▶ **What to produce**: Please give only the number of lines in the items below that contain the word "jump".

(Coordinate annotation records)
—————
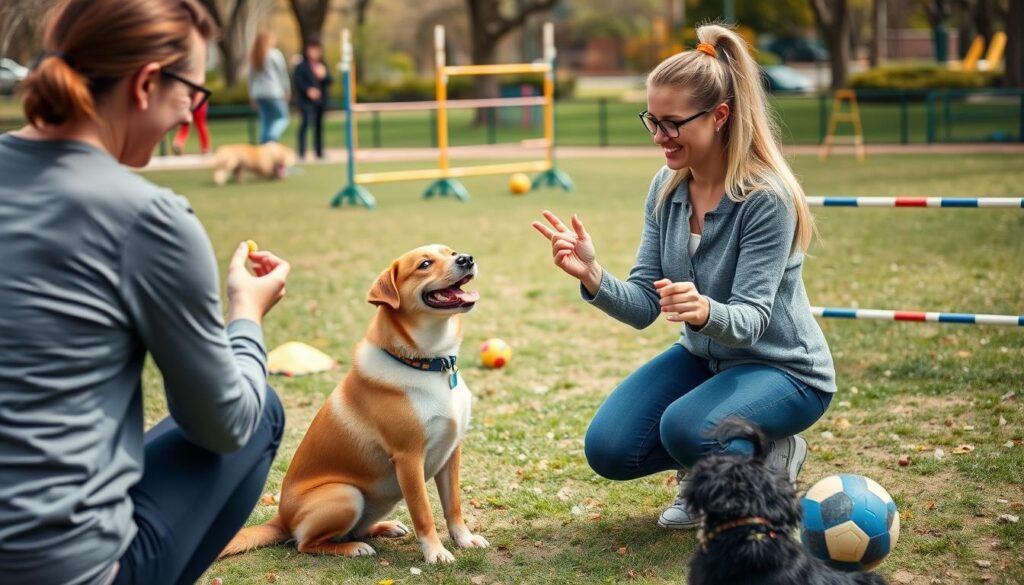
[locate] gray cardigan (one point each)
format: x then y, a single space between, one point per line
759 308
100 267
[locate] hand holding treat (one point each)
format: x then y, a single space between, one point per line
252 295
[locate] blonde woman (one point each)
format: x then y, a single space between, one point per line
722 249
269 87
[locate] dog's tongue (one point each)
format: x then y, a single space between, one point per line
455 295
466 296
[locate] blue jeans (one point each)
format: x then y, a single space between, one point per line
659 416
192 501
272 119
312 117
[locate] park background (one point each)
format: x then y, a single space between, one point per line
939 119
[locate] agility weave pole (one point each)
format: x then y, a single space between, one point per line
919 202
444 174
920 317
958 202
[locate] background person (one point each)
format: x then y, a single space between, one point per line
312 80
269 87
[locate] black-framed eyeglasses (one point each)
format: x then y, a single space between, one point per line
197 93
669 127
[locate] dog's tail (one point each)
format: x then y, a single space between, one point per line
734 427
272 532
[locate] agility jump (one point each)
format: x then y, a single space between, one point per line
446 176
919 202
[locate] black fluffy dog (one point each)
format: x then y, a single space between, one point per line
751 516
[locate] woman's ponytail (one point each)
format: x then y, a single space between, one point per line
54 93
92 44
721 70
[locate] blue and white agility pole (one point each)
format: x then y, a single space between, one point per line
352 194
920 317
1012 202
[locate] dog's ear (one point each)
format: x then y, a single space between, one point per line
385 290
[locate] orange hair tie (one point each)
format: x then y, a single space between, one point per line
707 49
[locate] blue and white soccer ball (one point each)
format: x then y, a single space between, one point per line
850 521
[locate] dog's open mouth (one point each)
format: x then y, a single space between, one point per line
453 296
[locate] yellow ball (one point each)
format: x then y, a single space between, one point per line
519 183
495 353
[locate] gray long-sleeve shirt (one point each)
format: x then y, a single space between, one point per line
272 80
759 308
99 266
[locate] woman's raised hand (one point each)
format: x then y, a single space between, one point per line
572 250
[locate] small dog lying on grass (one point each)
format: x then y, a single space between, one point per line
269 161
750 518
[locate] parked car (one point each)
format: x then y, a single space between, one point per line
783 79
11 73
797 49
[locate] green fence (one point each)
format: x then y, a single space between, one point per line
889 117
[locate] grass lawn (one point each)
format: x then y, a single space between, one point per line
904 388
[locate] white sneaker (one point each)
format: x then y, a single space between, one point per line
787 455
679 515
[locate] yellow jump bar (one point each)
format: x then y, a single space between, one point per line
368 178
497 69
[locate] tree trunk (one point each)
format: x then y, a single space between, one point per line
228 61
880 30
487 27
310 15
833 17
1015 45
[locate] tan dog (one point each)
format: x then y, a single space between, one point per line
396 420
268 161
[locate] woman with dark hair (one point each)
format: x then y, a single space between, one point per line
312 80
101 267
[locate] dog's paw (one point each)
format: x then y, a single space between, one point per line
434 553
389 529
469 540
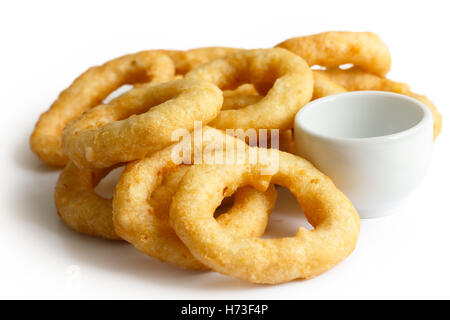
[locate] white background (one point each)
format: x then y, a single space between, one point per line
45 45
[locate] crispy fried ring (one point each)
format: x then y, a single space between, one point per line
290 76
137 222
87 91
139 122
79 206
187 60
83 210
308 253
332 49
324 86
355 79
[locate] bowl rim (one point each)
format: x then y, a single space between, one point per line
427 117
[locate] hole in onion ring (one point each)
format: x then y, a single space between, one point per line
286 218
119 91
105 188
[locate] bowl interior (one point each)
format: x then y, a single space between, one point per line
363 114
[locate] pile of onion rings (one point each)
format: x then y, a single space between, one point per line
165 200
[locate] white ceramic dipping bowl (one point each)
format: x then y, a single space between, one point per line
376 146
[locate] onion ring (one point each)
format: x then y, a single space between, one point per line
332 49
137 222
290 76
79 206
324 86
187 60
309 253
113 133
355 79
87 91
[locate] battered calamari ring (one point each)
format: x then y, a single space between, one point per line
80 207
324 86
87 91
137 222
185 61
309 253
83 210
139 122
355 79
290 76
332 49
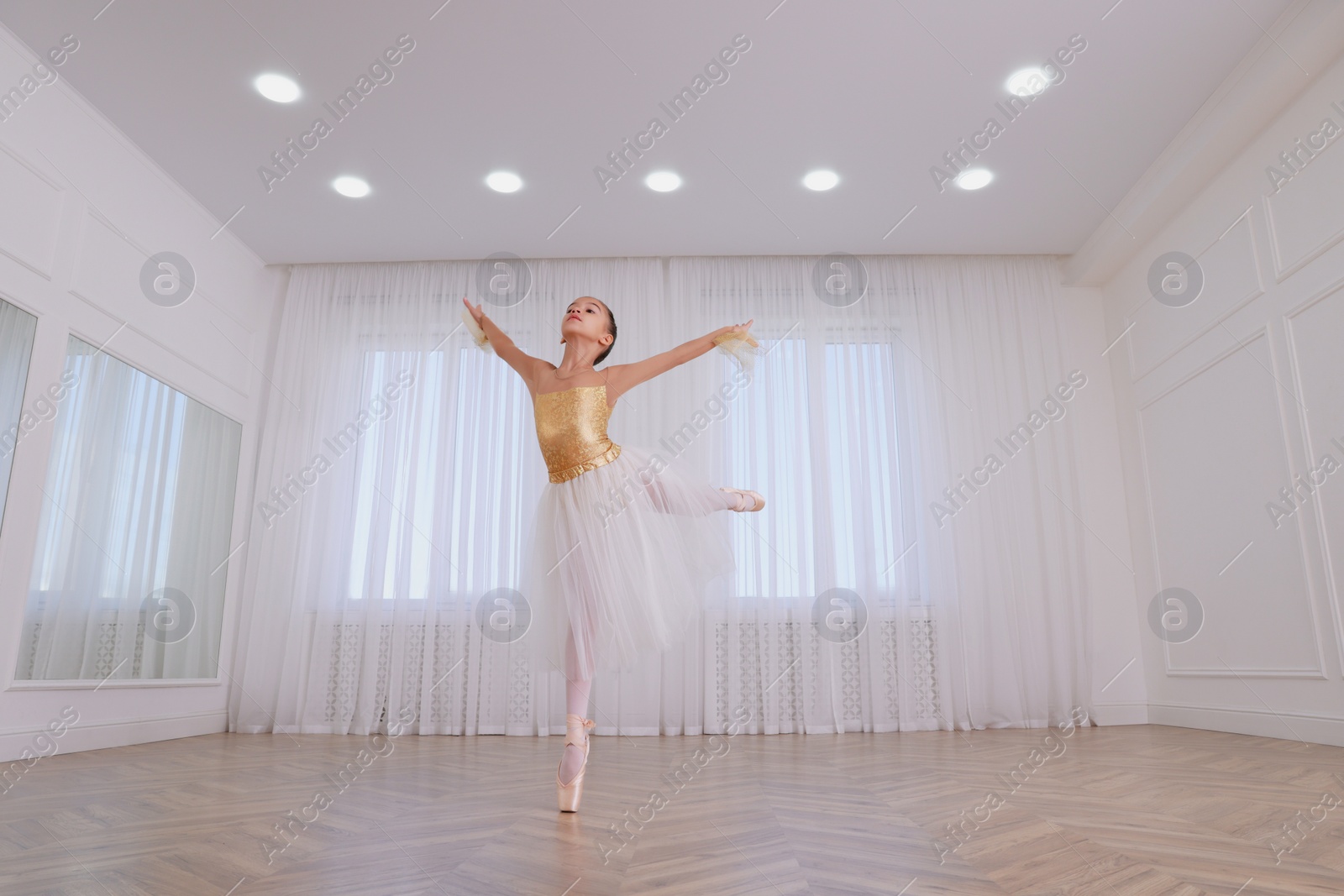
—————
▶ **Final answer**: 2